TRY IT: In the Valeant conference call notice, what confirmation code do callers use to join the call?

PROVIDED PASSAGE:
LAVAL, Quebec, June 13, 2014 /PRNewswire/ -- Valeant Pharmaceuticals International, Inc. (NYSE: VRX) (TSX: VRX) today announced that it will conduct a fact-based presentation to refute recent misleading assertions made by Allergan, Inc. (NYSE: AGN) and others, as well as answer additional investor questions, on June 17, 2014.
Conference Call and Webcast Information
The Company will host a conference call and a live Internet webcast along with a slide presentation at 8:00 a.m. ET ( 5:00 a.m. PT), June 17, 2014. The dial-in number to participate on this call is (877) 876-8393 confirmation code 61308765. International callers should dial (973) 200-3961, confirmation code 61308765. A replay will be available approximately two hours following the conclusion of the conference call through June 24, 2014 and can be accessed by dialing (855) 859-2056, or (404) 537-3406, confirmation code 61308765. The live webcast of the conference call may be accessed through the investor relations section of the Company's corporate website at www.valeant.com.

SOURCE MATERIAL:

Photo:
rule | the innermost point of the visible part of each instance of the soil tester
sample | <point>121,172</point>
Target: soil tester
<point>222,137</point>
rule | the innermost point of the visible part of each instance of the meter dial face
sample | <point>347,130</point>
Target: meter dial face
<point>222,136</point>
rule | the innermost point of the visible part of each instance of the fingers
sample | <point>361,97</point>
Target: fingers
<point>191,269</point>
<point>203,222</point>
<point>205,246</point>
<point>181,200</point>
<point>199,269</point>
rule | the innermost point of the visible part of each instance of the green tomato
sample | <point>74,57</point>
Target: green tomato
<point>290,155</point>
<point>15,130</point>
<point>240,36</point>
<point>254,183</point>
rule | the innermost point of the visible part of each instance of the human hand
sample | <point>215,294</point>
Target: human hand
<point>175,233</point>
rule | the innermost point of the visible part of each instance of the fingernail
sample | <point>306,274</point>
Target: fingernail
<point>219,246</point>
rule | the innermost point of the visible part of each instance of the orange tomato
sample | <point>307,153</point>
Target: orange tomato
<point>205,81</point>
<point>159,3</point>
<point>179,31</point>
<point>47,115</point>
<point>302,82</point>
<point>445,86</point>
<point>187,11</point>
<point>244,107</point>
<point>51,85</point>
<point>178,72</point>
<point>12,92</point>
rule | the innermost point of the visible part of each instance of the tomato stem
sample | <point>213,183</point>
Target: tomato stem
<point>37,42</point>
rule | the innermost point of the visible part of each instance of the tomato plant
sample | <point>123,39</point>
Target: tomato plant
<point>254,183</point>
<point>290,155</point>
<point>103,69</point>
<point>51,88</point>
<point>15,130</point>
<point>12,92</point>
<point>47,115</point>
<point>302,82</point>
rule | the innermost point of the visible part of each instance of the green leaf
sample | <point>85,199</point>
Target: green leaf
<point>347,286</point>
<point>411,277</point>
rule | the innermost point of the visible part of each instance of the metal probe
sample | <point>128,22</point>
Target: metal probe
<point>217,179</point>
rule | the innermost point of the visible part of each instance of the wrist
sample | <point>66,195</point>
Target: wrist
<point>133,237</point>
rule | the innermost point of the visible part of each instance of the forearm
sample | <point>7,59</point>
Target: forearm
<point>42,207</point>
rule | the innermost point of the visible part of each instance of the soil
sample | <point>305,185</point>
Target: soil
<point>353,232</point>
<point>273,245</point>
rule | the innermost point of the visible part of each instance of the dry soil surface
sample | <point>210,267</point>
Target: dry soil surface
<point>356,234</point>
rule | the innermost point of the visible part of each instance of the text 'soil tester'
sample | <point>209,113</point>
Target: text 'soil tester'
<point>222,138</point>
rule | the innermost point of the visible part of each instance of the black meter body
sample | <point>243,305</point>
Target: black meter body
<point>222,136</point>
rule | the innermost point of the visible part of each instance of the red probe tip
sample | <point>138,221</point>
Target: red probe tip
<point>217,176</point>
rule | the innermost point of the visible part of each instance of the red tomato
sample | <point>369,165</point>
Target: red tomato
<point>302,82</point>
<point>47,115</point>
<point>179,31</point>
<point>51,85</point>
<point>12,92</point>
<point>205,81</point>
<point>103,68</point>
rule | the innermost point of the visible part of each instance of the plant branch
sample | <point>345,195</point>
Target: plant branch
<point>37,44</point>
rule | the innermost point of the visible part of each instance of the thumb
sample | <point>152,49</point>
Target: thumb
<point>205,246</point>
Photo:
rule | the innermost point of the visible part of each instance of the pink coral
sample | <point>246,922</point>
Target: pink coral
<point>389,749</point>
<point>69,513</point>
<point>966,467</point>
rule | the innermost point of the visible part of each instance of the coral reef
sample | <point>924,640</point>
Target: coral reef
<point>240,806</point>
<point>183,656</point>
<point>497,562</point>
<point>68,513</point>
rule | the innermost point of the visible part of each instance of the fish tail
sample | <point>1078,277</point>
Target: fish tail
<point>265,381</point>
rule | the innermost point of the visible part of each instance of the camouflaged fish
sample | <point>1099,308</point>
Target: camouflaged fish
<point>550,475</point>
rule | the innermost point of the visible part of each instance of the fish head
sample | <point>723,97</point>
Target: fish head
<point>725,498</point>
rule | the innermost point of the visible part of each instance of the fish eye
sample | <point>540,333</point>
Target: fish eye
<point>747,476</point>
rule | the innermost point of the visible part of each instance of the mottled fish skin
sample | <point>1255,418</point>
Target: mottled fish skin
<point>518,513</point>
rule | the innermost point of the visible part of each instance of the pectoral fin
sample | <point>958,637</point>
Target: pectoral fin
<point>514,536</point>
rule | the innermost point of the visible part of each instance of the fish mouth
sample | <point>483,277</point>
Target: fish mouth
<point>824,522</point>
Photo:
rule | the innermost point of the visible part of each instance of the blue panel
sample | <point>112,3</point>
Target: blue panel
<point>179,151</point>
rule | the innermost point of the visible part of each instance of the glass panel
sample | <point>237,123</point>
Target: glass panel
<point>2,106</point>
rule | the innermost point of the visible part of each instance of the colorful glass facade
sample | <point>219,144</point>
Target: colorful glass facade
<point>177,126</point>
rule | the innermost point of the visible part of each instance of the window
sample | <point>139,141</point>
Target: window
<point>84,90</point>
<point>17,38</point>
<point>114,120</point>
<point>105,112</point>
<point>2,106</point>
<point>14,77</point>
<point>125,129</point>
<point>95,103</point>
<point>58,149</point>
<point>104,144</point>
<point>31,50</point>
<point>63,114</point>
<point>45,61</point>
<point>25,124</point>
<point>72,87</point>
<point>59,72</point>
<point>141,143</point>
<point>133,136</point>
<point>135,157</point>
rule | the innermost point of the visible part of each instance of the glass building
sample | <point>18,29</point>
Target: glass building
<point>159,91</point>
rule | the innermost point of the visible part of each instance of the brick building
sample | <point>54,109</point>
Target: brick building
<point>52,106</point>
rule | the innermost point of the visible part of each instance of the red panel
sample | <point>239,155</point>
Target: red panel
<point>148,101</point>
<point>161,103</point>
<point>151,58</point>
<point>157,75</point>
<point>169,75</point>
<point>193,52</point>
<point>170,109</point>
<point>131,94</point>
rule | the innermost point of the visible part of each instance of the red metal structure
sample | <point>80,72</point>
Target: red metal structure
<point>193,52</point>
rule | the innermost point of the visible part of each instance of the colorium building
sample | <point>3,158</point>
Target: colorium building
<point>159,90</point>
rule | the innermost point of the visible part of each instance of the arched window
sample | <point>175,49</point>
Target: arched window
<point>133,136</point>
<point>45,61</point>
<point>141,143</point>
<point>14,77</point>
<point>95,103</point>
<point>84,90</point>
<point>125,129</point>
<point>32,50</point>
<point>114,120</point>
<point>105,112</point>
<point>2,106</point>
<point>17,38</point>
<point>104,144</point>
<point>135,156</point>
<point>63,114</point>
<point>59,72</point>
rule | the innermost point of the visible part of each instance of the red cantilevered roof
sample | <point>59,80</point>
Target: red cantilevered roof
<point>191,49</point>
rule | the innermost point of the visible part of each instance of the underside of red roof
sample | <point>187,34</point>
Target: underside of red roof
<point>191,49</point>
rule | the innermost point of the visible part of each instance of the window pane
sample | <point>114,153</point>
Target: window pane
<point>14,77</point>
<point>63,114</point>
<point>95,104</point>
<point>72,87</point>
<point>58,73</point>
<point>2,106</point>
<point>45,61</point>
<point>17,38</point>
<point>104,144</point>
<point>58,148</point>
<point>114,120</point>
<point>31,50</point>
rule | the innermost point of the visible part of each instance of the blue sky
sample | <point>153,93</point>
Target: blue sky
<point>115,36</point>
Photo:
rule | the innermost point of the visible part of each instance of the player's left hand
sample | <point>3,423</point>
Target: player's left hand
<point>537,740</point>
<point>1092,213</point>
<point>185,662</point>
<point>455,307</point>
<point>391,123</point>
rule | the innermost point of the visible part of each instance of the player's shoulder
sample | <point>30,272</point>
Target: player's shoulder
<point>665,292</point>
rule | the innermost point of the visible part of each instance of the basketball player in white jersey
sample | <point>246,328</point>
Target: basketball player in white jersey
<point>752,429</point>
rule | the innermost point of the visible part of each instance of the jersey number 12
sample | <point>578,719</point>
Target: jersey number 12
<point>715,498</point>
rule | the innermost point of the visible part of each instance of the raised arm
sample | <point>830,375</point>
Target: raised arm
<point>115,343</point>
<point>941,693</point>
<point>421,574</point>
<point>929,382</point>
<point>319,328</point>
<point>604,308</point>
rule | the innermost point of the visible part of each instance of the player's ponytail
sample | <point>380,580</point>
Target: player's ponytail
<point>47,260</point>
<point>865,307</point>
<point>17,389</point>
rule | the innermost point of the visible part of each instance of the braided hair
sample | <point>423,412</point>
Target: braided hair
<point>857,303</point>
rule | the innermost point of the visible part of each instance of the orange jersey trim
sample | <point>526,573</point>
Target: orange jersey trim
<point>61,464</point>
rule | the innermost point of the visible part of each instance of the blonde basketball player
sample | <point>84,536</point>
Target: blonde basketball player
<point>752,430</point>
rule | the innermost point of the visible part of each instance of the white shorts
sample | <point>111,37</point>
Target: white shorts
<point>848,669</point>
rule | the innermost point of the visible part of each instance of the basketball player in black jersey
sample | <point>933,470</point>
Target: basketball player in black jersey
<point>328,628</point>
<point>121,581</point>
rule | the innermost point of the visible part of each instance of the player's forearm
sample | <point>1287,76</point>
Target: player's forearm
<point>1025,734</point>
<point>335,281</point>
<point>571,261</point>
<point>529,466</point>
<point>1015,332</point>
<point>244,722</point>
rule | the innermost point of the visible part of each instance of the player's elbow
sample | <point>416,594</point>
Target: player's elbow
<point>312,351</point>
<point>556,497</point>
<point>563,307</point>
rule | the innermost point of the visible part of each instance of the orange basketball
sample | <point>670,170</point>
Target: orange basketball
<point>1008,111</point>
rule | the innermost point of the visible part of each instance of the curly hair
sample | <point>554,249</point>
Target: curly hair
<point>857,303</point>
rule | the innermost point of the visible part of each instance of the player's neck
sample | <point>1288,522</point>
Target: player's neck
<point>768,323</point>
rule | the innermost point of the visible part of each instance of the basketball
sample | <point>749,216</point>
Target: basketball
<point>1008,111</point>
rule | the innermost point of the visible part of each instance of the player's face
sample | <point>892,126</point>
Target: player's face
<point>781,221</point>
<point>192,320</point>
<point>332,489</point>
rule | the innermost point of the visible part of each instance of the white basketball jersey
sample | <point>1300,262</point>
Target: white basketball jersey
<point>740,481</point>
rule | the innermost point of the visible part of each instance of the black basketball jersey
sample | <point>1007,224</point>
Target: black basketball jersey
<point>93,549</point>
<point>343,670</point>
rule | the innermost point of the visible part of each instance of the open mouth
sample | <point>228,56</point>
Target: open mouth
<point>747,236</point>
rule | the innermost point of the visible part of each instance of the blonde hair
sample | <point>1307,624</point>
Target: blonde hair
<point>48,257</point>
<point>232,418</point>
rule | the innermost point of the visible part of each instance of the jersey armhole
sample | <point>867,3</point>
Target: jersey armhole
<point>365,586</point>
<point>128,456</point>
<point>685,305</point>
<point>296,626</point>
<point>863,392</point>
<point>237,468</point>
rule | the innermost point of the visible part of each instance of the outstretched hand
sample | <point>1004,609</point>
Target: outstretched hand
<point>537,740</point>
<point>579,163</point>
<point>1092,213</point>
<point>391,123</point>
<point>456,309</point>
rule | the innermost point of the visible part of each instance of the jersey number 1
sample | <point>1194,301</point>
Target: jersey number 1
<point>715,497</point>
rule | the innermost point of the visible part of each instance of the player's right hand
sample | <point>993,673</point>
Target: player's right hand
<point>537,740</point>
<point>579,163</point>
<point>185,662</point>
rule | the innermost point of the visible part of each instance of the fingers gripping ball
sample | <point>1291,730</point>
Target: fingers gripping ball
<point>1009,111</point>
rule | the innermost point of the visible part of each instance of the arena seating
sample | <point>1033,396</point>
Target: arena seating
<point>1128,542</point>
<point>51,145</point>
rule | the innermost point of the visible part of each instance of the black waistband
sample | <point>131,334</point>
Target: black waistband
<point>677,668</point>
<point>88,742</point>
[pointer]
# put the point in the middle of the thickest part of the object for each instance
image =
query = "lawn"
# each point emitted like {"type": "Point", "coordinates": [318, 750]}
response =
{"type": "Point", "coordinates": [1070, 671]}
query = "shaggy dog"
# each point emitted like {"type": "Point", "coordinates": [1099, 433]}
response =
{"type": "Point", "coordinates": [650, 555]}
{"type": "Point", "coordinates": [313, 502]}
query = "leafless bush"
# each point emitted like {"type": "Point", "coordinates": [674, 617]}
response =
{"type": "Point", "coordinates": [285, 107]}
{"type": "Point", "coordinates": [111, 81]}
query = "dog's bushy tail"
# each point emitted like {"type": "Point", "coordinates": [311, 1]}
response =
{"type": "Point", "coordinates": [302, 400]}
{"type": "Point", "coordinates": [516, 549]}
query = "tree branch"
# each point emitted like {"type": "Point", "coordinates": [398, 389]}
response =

FINISHED TASK: 61308765